[Location identification data]
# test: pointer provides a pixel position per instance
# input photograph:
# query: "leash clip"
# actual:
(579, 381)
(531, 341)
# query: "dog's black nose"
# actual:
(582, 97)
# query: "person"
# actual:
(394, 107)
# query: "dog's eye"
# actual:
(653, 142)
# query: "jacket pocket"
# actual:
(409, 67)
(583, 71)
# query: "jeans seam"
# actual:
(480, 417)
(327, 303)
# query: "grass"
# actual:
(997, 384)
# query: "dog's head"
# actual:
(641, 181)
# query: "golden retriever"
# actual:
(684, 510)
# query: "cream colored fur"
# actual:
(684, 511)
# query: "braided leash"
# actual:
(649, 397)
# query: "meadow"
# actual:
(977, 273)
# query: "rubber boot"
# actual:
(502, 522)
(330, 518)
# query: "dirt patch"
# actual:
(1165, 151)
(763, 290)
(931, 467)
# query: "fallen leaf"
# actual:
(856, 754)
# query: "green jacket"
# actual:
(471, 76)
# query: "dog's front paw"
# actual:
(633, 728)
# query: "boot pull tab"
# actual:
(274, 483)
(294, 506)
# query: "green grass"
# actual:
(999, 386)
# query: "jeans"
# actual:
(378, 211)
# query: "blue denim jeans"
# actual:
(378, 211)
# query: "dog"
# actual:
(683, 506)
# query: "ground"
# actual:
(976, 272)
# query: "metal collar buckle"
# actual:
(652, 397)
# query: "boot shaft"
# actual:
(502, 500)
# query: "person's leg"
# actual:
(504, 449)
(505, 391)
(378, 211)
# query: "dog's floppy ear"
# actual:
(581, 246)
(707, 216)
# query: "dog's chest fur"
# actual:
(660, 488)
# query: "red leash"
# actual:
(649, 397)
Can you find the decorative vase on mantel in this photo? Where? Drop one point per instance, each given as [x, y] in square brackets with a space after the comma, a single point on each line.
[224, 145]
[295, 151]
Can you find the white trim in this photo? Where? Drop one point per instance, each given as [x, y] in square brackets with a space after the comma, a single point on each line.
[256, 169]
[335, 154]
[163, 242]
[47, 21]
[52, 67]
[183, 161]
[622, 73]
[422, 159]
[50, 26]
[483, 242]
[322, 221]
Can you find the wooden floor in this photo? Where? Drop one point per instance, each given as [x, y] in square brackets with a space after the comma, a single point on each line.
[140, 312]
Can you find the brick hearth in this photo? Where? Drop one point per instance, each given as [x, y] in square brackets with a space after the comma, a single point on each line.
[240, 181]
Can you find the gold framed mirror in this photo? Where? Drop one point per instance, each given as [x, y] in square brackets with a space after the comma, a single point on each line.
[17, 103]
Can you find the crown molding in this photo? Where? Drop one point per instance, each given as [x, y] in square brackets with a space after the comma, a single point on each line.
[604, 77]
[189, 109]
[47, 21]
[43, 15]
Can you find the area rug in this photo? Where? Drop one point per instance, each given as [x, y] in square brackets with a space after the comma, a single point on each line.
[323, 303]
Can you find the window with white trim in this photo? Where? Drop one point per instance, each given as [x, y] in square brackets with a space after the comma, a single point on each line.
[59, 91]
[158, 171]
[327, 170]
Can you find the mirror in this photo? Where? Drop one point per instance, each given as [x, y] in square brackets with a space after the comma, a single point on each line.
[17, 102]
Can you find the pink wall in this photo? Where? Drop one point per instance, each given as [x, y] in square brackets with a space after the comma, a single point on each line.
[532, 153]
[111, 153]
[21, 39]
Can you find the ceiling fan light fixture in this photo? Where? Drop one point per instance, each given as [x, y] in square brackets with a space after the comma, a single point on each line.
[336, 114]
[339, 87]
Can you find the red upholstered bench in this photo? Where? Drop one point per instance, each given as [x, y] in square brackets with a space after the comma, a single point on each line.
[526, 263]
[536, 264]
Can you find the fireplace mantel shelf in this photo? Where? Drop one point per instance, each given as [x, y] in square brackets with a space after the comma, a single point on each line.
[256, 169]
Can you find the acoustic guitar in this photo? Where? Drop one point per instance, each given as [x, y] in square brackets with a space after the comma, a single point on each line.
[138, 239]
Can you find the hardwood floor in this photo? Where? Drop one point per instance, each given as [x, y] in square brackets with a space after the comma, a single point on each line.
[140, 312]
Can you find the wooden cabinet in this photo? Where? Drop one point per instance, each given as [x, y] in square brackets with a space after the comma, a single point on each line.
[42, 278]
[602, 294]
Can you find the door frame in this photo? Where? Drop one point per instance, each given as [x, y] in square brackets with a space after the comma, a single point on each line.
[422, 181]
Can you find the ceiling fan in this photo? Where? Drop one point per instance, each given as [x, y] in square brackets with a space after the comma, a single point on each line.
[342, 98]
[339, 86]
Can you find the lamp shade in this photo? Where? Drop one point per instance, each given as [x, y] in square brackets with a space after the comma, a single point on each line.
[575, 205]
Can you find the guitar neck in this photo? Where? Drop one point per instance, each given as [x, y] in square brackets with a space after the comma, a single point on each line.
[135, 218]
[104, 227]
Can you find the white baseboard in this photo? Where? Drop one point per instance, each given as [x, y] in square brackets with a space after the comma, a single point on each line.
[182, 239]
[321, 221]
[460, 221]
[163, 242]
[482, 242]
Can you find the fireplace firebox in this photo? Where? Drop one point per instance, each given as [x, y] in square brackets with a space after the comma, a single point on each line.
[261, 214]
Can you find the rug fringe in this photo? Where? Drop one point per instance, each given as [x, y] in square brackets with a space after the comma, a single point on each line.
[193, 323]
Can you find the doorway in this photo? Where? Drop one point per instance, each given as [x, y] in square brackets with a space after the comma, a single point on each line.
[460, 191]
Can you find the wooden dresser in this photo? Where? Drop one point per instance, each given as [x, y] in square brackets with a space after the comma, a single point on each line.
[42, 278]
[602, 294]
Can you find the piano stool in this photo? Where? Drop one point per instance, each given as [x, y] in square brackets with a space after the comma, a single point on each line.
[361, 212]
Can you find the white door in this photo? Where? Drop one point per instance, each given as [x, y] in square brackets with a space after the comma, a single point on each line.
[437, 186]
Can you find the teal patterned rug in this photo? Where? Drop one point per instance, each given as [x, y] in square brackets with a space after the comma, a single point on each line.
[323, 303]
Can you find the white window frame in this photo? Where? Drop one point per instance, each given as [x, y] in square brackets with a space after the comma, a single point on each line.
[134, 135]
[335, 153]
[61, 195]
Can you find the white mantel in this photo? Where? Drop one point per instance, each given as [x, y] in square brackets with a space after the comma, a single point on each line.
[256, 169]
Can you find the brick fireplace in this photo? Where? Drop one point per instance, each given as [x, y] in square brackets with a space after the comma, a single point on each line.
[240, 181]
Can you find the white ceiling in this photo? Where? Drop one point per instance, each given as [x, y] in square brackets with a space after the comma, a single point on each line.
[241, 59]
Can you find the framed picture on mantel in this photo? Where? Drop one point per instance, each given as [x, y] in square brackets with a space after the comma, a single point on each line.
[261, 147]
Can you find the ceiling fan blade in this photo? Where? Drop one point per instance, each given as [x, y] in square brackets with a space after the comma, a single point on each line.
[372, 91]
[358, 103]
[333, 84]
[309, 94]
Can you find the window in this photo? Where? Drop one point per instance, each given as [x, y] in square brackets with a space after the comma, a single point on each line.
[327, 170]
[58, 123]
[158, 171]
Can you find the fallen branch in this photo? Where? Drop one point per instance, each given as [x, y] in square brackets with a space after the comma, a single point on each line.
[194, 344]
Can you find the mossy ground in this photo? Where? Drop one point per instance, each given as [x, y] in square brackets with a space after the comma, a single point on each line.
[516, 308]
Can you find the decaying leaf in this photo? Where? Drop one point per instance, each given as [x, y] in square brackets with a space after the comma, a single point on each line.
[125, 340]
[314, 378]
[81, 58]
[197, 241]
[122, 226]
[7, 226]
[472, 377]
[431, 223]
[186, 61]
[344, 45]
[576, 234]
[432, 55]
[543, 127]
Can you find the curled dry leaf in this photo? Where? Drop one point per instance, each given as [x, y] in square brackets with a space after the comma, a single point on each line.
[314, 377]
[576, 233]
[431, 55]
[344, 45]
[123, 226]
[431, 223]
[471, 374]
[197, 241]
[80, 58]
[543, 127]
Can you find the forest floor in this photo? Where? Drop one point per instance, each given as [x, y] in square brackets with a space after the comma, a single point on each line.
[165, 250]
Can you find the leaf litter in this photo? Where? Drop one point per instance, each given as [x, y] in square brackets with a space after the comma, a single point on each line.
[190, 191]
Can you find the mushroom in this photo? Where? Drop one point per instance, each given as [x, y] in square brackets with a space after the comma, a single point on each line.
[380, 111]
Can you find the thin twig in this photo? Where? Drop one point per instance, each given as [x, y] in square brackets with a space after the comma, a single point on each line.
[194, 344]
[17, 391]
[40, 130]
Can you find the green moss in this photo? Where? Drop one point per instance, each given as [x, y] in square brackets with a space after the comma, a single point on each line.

▶ [WHAT YOU NEED TO DO]:
Reproduce the data from the line holding "Can you find the decaying" through the end of the data, inclusive, with every "photo" changed to "image" and nothing else altered.

▶ [PROBLEM SOLUTION]:
Can you find the decaying leaf in this image? Where? Drop one point per instance, each given as [x, y] in square brackets with a space after the comma, a single point on each line.
[125, 340]
[314, 378]
[81, 58]
[197, 241]
[122, 226]
[7, 226]
[472, 377]
[431, 223]
[186, 61]
[344, 45]
[576, 234]
[432, 55]
[543, 127]
Can you find the curled dry leaf in this image? Where? Drop one point per instance, each given as [x, y] in square brackets with a space after the comma, a single point on each line.
[314, 377]
[576, 233]
[431, 55]
[344, 45]
[123, 226]
[431, 223]
[471, 374]
[197, 241]
[80, 58]
[543, 127]
Can you find the forest floor in this image? Where? Drop one point per instance, each given as [x, y] in square brackets with a space after the comma, a single point on each line.
[165, 250]
Can you find the leaf litter in this image? Where? Drop one point per instance, each given as [x, y] in square brackets with a space after the comma, a single point on each line.
[190, 191]
Can you find the mushroom in this image? Where? Drop one point per instance, each given as [x, y] in square brackets with a space after the comma, a single point on each line.
[380, 111]
Can you find the thin twig in this image? Where? Drop one point per instance, each given as [x, y] in square brackets with a space after the comma, a single point on each line.
[194, 344]
[17, 391]
[40, 130]
Can you find the green moss in this image? Where? Drop one point per instance, each given as [x, y] in square brackets with a space after the comma, a single point on each line.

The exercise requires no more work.